Exercise description: Copy every one of the entries below, line for line, without changing anything.

Source entries
━━━━━━━━
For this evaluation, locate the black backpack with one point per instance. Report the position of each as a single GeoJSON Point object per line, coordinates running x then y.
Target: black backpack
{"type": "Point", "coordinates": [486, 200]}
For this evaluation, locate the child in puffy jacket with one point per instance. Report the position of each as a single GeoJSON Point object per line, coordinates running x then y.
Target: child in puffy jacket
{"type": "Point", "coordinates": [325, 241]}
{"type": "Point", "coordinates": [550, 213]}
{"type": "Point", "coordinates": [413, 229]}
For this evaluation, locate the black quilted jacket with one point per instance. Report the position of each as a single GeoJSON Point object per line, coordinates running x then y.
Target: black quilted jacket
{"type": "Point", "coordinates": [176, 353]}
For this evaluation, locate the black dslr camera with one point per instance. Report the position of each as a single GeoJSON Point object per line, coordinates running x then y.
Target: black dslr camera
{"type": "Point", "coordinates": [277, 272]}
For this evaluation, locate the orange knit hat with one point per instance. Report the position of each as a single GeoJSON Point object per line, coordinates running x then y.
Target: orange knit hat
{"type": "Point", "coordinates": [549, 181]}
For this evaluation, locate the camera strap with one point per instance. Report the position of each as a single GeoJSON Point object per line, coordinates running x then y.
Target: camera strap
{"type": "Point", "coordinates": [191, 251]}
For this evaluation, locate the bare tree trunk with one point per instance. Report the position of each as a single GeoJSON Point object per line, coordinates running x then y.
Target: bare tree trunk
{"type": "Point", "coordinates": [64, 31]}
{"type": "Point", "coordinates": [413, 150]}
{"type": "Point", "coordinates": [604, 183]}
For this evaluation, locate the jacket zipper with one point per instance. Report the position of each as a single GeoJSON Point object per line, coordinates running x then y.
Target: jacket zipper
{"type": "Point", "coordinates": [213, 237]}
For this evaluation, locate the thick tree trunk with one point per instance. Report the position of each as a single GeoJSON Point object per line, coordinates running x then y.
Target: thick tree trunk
━━━━━━━━
Written answer:
For this evaluation, locate the black backpack with one point per instance. Report the position of each as a single GeoJSON Point object per line, coordinates running x then y.
Target: black backpack
{"type": "Point", "coordinates": [486, 200]}
For this evaluation, locate the child in puffy jacket with one point per instance. Report the position of each as a single GeoJSON Point object per line, coordinates running x then y.
Target: child in puffy jacket
{"type": "Point", "coordinates": [325, 241]}
{"type": "Point", "coordinates": [550, 213]}
{"type": "Point", "coordinates": [413, 229]}
For this evaluation, locate the black quilted jacket with one point per instance. Report the position of each as a single GeoJSON Point object per line, coordinates running x then y.
Target: black quilted jacket
{"type": "Point", "coordinates": [176, 353]}
For this evaluation, locate the black dslr camera with one point per instance. Report the position of each as a single GeoJSON Point object per line, coordinates running x then y.
Target: black dslr camera
{"type": "Point", "coordinates": [277, 272]}
For this evaluation, locate the orange knit hat with one point per instance. Report the position of each as a single GeoJSON Point object per line, coordinates running x then y.
Target: orange knit hat
{"type": "Point", "coordinates": [549, 181]}
For this evaluation, locate the camera strap with one point per instance. Report the position of each as a single GeoJSON Point object per line, coordinates running x then y.
Target: camera strap
{"type": "Point", "coordinates": [191, 251]}
For this evaluation, locate the bare tree trunk with one point per instance. Report the position of each as a single GeoJSON Point object per line, coordinates running x then y.
Target: bare tree trunk
{"type": "Point", "coordinates": [64, 31]}
{"type": "Point", "coordinates": [413, 150]}
{"type": "Point", "coordinates": [604, 183]}
For this evaluation, locate the jacket zipper with one point per instance. Report the position of each as a single GeoJSON Point object per line, coordinates running x then y.
Target: jacket zipper
{"type": "Point", "coordinates": [213, 237]}
For this evaluation, locate the thick tree trunk with one point per instance. Report the position of each as a single GeoJSON Point object per line, coordinates running x then y.
Target: thick tree trunk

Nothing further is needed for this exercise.